RAW DATA ::

──────

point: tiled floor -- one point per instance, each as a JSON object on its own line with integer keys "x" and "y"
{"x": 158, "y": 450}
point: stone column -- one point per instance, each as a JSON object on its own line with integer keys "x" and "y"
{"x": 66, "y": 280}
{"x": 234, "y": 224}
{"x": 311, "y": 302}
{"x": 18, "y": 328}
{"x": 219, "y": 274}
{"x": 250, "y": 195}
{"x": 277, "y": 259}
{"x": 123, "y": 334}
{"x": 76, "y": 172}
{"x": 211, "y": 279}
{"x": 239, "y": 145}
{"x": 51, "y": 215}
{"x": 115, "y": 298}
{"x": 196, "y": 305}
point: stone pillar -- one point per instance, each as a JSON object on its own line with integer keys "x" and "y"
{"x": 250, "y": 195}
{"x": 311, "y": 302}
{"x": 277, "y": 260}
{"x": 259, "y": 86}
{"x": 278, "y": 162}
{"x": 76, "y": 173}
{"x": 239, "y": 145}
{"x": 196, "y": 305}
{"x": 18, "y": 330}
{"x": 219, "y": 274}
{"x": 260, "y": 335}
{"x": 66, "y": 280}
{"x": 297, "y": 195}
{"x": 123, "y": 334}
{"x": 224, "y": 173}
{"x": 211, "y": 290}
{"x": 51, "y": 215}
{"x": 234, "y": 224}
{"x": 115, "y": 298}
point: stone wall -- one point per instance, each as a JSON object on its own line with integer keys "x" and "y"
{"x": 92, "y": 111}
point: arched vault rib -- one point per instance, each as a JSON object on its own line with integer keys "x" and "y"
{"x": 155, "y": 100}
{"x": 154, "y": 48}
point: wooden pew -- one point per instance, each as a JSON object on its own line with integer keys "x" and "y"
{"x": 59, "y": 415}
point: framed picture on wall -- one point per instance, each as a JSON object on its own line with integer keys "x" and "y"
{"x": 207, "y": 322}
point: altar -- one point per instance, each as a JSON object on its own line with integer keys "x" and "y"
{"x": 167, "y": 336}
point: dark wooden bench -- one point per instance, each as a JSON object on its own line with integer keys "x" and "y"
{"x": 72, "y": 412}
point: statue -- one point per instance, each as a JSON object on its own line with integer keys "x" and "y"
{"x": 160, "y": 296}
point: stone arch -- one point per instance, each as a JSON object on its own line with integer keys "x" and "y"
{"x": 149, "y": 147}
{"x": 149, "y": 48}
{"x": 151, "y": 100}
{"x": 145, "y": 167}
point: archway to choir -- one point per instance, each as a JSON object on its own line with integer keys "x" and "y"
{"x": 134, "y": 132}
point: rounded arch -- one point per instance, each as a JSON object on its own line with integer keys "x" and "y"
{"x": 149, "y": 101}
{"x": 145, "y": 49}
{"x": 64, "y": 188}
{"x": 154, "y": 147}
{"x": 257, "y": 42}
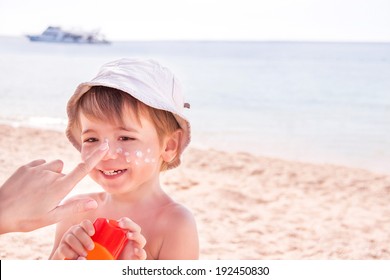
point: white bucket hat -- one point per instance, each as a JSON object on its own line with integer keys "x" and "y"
{"x": 145, "y": 80}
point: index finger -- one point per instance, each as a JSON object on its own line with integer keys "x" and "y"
{"x": 83, "y": 168}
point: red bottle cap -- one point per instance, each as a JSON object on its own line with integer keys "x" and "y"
{"x": 110, "y": 236}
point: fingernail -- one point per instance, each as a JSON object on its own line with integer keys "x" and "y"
{"x": 104, "y": 146}
{"x": 90, "y": 205}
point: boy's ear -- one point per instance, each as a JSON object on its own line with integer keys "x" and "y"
{"x": 171, "y": 146}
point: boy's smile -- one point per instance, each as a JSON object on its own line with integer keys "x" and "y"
{"x": 134, "y": 154}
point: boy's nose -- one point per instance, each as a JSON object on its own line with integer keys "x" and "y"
{"x": 112, "y": 153}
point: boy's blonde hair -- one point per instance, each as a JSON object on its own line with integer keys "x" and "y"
{"x": 150, "y": 84}
{"x": 108, "y": 104}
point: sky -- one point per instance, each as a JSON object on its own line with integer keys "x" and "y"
{"x": 265, "y": 20}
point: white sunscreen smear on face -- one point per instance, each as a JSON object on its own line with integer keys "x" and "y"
{"x": 136, "y": 157}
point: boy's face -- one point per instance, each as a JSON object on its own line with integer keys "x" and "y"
{"x": 134, "y": 156}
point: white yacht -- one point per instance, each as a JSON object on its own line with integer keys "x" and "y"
{"x": 56, "y": 34}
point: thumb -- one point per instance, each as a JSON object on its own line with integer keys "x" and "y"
{"x": 73, "y": 207}
{"x": 83, "y": 168}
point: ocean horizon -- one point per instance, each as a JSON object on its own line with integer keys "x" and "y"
{"x": 320, "y": 102}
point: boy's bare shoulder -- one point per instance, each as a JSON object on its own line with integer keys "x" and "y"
{"x": 175, "y": 214}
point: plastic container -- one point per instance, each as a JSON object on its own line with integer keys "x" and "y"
{"x": 109, "y": 240}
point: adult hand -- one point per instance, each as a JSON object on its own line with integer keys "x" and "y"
{"x": 31, "y": 197}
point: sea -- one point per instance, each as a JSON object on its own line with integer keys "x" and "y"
{"x": 315, "y": 102}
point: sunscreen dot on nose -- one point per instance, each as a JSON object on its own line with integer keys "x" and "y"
{"x": 138, "y": 154}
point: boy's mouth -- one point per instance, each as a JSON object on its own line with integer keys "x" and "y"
{"x": 113, "y": 172}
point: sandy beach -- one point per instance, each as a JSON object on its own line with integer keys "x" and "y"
{"x": 246, "y": 206}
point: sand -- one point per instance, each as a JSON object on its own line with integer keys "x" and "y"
{"x": 246, "y": 206}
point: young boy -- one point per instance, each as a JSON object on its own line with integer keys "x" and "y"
{"x": 135, "y": 107}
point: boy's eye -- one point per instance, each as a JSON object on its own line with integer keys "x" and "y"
{"x": 90, "y": 140}
{"x": 126, "y": 138}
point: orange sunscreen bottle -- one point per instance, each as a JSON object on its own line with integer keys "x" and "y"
{"x": 109, "y": 240}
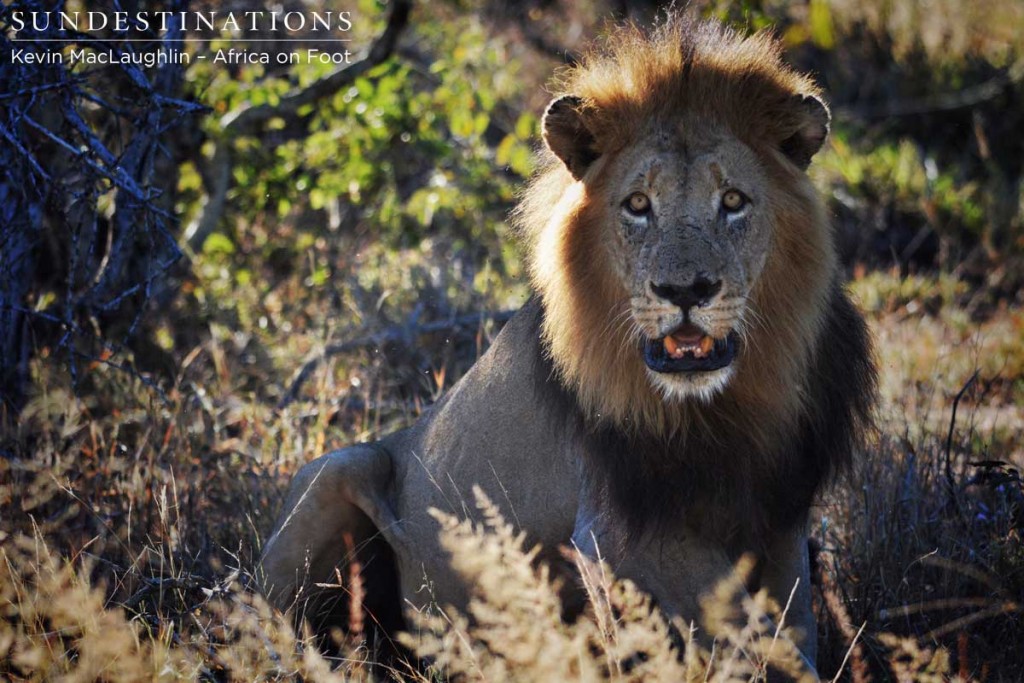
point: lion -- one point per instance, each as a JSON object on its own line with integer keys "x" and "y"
{"x": 686, "y": 377}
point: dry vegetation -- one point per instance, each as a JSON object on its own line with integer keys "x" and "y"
{"x": 134, "y": 497}
{"x": 130, "y": 519}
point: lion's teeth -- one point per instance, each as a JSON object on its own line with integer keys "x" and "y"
{"x": 672, "y": 346}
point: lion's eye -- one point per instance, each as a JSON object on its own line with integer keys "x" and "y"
{"x": 638, "y": 204}
{"x": 733, "y": 200}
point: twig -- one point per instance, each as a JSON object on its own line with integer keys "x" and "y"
{"x": 249, "y": 121}
{"x": 399, "y": 334}
{"x": 949, "y": 437}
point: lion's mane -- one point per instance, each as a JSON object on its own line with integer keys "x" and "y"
{"x": 802, "y": 391}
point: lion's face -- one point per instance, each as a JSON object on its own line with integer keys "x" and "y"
{"x": 687, "y": 232}
{"x": 681, "y": 252}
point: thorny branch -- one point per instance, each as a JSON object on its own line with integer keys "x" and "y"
{"x": 250, "y": 120}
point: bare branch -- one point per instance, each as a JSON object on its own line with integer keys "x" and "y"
{"x": 393, "y": 335}
{"x": 249, "y": 120}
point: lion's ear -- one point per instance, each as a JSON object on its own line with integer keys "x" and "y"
{"x": 812, "y": 121}
{"x": 566, "y": 134}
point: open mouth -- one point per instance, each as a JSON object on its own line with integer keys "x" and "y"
{"x": 689, "y": 349}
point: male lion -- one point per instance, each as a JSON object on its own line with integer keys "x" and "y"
{"x": 687, "y": 376}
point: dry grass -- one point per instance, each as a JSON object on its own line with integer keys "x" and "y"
{"x": 128, "y": 521}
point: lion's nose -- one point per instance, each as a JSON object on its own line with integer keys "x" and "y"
{"x": 697, "y": 293}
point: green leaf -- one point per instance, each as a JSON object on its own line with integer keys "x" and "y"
{"x": 218, "y": 243}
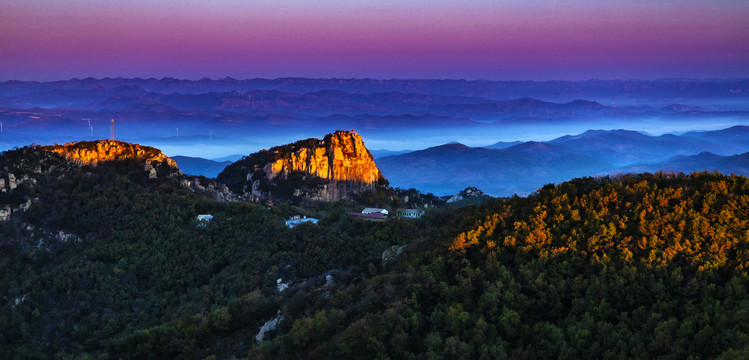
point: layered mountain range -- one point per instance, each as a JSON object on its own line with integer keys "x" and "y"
{"x": 504, "y": 169}
{"x": 391, "y": 114}
{"x": 334, "y": 168}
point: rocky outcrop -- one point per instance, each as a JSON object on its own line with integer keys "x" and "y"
{"x": 340, "y": 156}
{"x": 94, "y": 152}
{"x": 334, "y": 168}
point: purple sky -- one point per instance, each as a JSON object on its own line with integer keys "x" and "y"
{"x": 485, "y": 39}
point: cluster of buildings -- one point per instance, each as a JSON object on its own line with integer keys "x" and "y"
{"x": 378, "y": 214}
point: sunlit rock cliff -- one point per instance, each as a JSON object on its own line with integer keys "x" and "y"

──────

INSTRUCTIONS TO FOLLOW :: Write out exactly the final stretch of the records: the line containing "point: layered mountain" and every line after it, through the last, and nothing else.

TASK SOLUTION ::
point: layered mountain range -- one point per instance, each as a JSON object on its own line with integer keys "x" and "y"
{"x": 504, "y": 169}
{"x": 391, "y": 114}
{"x": 334, "y": 168}
point: rocky outcrop -- one point per instance, each as a JSON object on its own line with integer keys "x" and "y"
{"x": 340, "y": 156}
{"x": 94, "y": 152}
{"x": 334, "y": 168}
point: purple sky -- one point per instance, each as a JSON object on its own line with integer keys "x" and "y"
{"x": 485, "y": 39}
point: cluster of buildings -- one point per instance, each as a JSON object on its own line with integer keys "x" and "y"
{"x": 378, "y": 214}
point: sunlit rock cliff -- one point per instance, each as a JSON object on its own line with integer keys "x" and "y"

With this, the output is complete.